(Records excerpted from a collection)
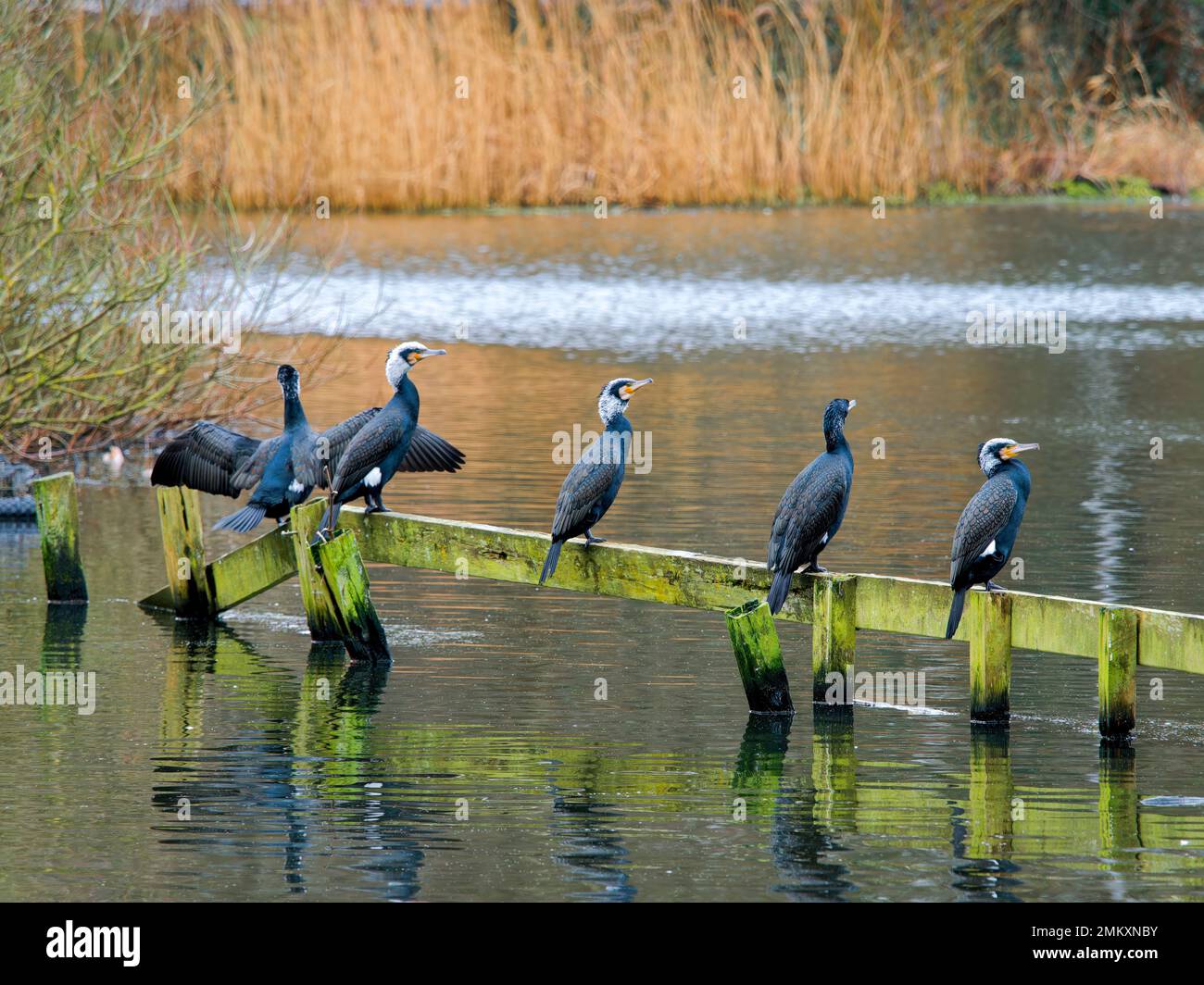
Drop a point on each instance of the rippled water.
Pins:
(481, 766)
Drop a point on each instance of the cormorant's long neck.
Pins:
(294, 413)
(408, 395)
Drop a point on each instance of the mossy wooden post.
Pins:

● Task brief:
Copy out all of the material above word for word, leaving out the pictures.

● Exercise solution:
Drop a point on each instance of the rippled water.
Pins:
(481, 766)
Drop a point on each instance of the cormorant's long neck.
Pins:
(294, 413)
(408, 395)
Drop a point on each instance of the mossy wooden post.
Pins:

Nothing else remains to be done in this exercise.